=== DOCUMENT EXTRACT ===
- - - -
Neighborhoods, Schools, and Adolescent Violence: Ecological Relative Deprivation, Disadvantage Saturation, or Cumulative Disadvantage?

Citation

Pinchak, Nicolo P. & Swisher, Raymond R. (2022). Neighborhoods, Schools, and Adolescent Violence: Ecological Relative Deprivation, Disadvantage Saturation, or Cumulative Disadvantage?. Journal of Youth and Adolescence.

Abstract

Neighborhood and school socioeconomic “disadvantage” are consequential for youth violence perpetration. This study considers alternative ecological cumulative disadvantage, disadvantage saturation, and relative deprivation hypotheses regarding how the association between neighborhood disadvantage and violence varies by levels of socioeconomic disadvantage in schools. These hypotheses are tested with data from Wave I of Add Health (n = 15,581; 51% Female; Age mean = 15.67, SD = 1.74). Cross-classified multilevel Rasch models are used to estimate the interaction between neighborhood and school disadvantage in predicting adolescent violence. Consistent with the ecological relative deprivation hypothesis, results indicate that the association between neighborhood disadvantage and violence is most pronounced among youth attending low-disadvantage schools. Further, youth exposed to high-disadvantage neighborhoods and low-disadvantage schools tend to be at the greatest risk of perpetrating violence. These patterns are evident among both males and females, and particularly among older youth and those from low-parent education families. This study motivates future investigations considering how adolescents’ experiences beyond the neighborhood shape how they engage with and experience the effects of their neighborhoods.
- - - -
=== SUPPLIED DATA ===
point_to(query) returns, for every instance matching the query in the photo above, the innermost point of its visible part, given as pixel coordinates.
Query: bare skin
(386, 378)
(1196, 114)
- - - -
Please reproduce the passage of the neighborhoods and adolescent violence abstract above that falls between "Pinchak, Nicolo P." and "Youth and Adolescence.", inclusive, without altering a word.

Pinchak, Nicolo P. & Swisher, Raymond R. (2022). Neighborhoods, Schools, and Adolescent Violence: Ecological Relative Deprivation, Disadvantage Saturation, or Cumulative Disadvantage?. Journal of Youth and Adolescence.